(Beginning of Entries shown)

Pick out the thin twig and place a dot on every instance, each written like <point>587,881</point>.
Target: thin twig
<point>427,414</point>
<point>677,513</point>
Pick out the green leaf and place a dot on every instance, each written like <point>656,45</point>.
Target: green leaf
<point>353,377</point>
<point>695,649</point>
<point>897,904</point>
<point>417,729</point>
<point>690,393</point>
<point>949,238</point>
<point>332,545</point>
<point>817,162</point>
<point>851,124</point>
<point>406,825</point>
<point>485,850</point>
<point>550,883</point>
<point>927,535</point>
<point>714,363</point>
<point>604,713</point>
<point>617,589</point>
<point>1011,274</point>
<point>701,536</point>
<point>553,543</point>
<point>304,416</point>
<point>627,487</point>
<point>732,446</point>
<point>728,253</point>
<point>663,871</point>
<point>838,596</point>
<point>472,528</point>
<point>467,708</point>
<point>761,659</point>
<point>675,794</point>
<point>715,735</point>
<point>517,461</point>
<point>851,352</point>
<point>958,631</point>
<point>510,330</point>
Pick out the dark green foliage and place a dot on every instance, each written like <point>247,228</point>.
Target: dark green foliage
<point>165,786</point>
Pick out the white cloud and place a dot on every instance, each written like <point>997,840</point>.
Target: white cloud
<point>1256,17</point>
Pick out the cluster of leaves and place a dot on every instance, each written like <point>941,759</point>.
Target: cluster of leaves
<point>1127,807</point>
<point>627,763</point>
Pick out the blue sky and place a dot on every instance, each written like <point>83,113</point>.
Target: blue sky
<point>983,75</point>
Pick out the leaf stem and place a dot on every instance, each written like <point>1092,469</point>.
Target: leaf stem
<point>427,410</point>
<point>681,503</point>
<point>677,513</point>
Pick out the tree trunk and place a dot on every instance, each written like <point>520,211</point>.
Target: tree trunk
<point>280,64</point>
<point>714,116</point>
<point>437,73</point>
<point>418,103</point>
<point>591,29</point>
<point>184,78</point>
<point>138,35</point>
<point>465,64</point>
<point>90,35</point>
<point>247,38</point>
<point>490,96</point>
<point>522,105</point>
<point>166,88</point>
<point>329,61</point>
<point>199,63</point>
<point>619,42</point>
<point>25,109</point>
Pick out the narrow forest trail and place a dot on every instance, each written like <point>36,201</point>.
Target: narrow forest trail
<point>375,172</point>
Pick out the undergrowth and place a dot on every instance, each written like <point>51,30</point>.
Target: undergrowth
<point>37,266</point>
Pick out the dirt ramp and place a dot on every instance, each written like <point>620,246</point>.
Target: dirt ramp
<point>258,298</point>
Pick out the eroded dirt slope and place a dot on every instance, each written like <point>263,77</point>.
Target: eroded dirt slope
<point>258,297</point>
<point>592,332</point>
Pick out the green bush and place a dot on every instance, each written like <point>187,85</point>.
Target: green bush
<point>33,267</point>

(End of Entries shown)

Exercise aim:
When answering, write out each of the lines above exactly as given.

Answer to this exercise:
Pick out the thin twig and place a dot on every instance, each written like <point>587,881</point>.
Target: thin twig
<point>427,414</point>
<point>677,513</point>
Pick out the green leaf and place a dot on every instance, each written like <point>656,45</point>.
Target: green leaf
<point>353,377</point>
<point>695,649</point>
<point>897,904</point>
<point>417,729</point>
<point>690,393</point>
<point>949,238</point>
<point>332,545</point>
<point>817,162</point>
<point>851,124</point>
<point>406,825</point>
<point>485,850</point>
<point>550,883</point>
<point>927,535</point>
<point>714,363</point>
<point>604,713</point>
<point>617,589</point>
<point>1011,274</point>
<point>701,536</point>
<point>553,543</point>
<point>304,416</point>
<point>627,487</point>
<point>732,446</point>
<point>728,253</point>
<point>663,871</point>
<point>838,596</point>
<point>472,528</point>
<point>467,708</point>
<point>761,659</point>
<point>675,794</point>
<point>715,735</point>
<point>517,461</point>
<point>851,352</point>
<point>958,631</point>
<point>510,330</point>
Pick out the dark green foliage and place a dot on every instance, each written like <point>247,228</point>.
Target: dark green foliage
<point>165,786</point>
Pick out the white cloud and place a dot on every instance, each written like <point>997,840</point>.
Target: white cloud
<point>1256,17</point>
Pick out the cluster of leaves and place a dot on every instance, each written like <point>941,759</point>.
Target: cluster of leaves
<point>1127,807</point>
<point>627,763</point>
Pick out the blue sky and place a dot on every instance, each written like <point>83,113</point>.
Target: blue sky
<point>983,75</point>
Pick out the leaf stem and place a dot on every instance, each written like <point>1092,469</point>.
Target: leaf stem
<point>427,410</point>
<point>681,503</point>
<point>677,513</point>
Pick out the tree trunk and place a dot on every instance, each written like <point>520,211</point>.
Target: tree trunk
<point>280,64</point>
<point>714,116</point>
<point>437,73</point>
<point>418,103</point>
<point>591,29</point>
<point>184,78</point>
<point>138,35</point>
<point>465,64</point>
<point>90,35</point>
<point>247,38</point>
<point>490,96</point>
<point>522,105</point>
<point>166,88</point>
<point>329,61</point>
<point>199,63</point>
<point>619,42</point>
<point>25,109</point>
Pick out the narrow forest trail and place a dot on every instance, each written like <point>36,201</point>.
Target: narrow forest trail
<point>375,172</point>
Pick out the undergrowth and place a dot on every instance, each written like <point>51,30</point>.
Target: undergrowth
<point>37,266</point>
Pick out the dirt ramp and place a dot on every instance, each written like <point>620,246</point>.
Target: dirt ramp
<point>258,298</point>
Pick out the eroded dirt slope and place a dot on every instance, each written like <point>263,77</point>.
Target: eroded dirt slope
<point>258,297</point>
<point>592,332</point>
Pick out the green bush and place a dot on every instance, each written like <point>187,85</point>.
Target: green bush
<point>33,267</point>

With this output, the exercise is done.